==== EXCERPTED DATA ====

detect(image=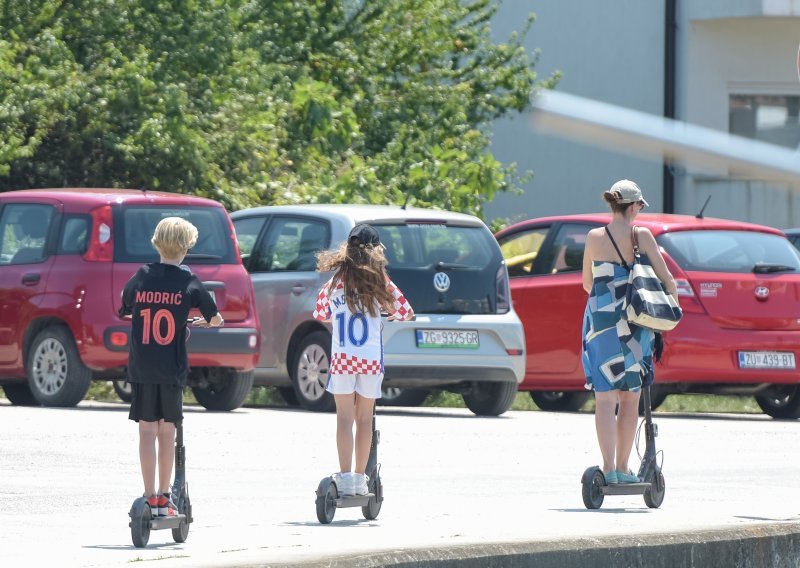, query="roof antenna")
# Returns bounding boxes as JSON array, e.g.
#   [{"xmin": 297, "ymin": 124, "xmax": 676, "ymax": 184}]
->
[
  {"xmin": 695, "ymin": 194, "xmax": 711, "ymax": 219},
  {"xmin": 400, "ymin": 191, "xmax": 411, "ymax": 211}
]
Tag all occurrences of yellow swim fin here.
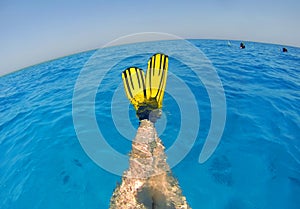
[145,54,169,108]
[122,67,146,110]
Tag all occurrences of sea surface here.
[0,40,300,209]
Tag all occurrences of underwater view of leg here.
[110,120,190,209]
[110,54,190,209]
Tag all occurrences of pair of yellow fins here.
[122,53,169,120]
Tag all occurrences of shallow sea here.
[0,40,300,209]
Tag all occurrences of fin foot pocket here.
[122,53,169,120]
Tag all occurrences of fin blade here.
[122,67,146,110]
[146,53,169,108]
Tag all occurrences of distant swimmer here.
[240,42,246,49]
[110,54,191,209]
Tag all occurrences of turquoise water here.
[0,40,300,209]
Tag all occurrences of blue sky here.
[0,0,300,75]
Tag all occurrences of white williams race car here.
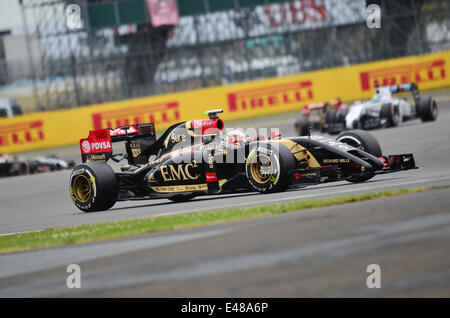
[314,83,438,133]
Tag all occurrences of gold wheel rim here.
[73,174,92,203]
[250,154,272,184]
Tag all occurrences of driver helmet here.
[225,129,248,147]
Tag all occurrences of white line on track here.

====
==== EXCERPTED DATA ====

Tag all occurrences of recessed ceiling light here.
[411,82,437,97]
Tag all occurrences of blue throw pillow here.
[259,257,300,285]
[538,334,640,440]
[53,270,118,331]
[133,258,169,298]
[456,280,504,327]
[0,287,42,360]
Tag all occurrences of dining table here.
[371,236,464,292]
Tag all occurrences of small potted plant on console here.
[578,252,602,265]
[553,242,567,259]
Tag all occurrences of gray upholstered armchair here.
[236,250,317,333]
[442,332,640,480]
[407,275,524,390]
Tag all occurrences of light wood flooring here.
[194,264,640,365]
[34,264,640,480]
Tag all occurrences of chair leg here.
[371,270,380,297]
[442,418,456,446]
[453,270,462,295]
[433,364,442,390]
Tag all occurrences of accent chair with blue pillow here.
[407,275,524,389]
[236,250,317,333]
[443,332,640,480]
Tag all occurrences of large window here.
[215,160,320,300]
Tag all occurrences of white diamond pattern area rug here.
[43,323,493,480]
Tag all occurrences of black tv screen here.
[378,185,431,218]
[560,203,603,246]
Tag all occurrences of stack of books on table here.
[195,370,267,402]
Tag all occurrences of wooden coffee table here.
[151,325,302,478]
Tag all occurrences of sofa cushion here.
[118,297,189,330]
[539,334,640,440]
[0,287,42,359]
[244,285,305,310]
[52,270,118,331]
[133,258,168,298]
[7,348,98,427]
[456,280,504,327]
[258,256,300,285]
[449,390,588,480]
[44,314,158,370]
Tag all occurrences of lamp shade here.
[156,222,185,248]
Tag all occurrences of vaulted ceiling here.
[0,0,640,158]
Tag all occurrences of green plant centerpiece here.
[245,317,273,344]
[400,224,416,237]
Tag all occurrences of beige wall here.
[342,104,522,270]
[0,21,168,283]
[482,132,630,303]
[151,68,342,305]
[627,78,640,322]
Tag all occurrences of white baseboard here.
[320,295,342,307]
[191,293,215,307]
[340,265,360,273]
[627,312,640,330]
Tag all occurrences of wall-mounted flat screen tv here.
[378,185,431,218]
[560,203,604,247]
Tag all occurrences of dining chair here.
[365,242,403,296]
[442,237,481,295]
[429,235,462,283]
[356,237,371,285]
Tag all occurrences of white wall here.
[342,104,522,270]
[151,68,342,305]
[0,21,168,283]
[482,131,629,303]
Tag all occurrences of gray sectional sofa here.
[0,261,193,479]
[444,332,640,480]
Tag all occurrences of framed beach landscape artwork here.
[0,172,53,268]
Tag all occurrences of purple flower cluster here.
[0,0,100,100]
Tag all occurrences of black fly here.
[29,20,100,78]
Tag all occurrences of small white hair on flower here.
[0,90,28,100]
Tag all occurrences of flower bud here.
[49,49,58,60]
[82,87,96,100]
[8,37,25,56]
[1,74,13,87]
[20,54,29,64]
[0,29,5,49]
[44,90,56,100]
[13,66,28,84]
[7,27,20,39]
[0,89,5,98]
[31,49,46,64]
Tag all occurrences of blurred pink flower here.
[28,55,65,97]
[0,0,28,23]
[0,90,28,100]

====

Copy the lines of the listing from the one containing "Tag all occurrences of recessed" through the one containing "[371,236,464,292]", word for word.

Tag all occurrences of recessed ceiling light here.
[411,82,437,97]
Tag all occurrences of blue throw pillow here.
[259,257,300,285]
[538,334,640,440]
[53,270,118,331]
[133,258,169,298]
[456,280,504,327]
[0,287,42,360]
Tag all occurrences of dining table here.
[371,236,464,292]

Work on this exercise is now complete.